------ Records to process

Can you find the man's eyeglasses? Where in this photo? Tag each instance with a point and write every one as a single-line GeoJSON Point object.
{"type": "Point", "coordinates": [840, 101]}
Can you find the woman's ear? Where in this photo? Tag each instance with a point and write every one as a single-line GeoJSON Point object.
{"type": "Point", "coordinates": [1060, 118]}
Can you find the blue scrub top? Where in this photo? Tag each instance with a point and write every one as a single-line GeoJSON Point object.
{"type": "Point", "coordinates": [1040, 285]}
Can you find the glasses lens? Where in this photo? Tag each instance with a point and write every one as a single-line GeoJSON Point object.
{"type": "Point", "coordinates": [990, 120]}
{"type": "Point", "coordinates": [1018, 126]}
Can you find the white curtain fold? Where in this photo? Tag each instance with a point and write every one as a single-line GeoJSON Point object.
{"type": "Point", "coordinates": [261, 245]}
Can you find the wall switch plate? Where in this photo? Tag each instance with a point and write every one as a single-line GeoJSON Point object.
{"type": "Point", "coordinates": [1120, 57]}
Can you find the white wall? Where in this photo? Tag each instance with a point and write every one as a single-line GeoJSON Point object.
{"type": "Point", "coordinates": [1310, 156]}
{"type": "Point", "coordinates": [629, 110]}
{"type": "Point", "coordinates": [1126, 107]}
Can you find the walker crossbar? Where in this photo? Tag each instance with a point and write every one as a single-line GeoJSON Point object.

------------

What to work on = Could you write out the records again, starting at the line with "Can you find the woman's" and ending with the last of the records, swapping "wall switch plate" for "light switch plate" and keeping everything else unchanged?

Result =
Can you find the woman's ear? Where in this photo? Tag each instance with a point and write every one as a single-line GeoJSON Point object.
{"type": "Point", "coordinates": [1060, 118]}
Can you find the blue scrub top? Where in this photo? Tag each instance with a point and write every one as a single-line GeoJSON Point object.
{"type": "Point", "coordinates": [1040, 285]}
Can you find the glasses lens? Where in this photo? Tag each instance with a point and write every one as a single-line GeoJSON Point object.
{"type": "Point", "coordinates": [990, 120]}
{"type": "Point", "coordinates": [1018, 126]}
Can you find the white curtain fold? Where in this photo? Tag each instance with a point and write every one as a single-line GeoJSON Point object.
{"type": "Point", "coordinates": [261, 245]}
Can you find the light switch plate? Where in this photo? Tag each instance with a point and write every one as a single-line GeoJSON Point object.
{"type": "Point", "coordinates": [1120, 57]}
Can you find the white wall? Where in this photo? Tag each instance with a point and write every one as a single-line GeoJSON Point object.
{"type": "Point", "coordinates": [1310, 156]}
{"type": "Point", "coordinates": [629, 110]}
{"type": "Point", "coordinates": [1126, 107]}
Can you find the walker crossbar? Where in this photo? Tag each instance with a point and write every one as a single-line GeoJSON Point object.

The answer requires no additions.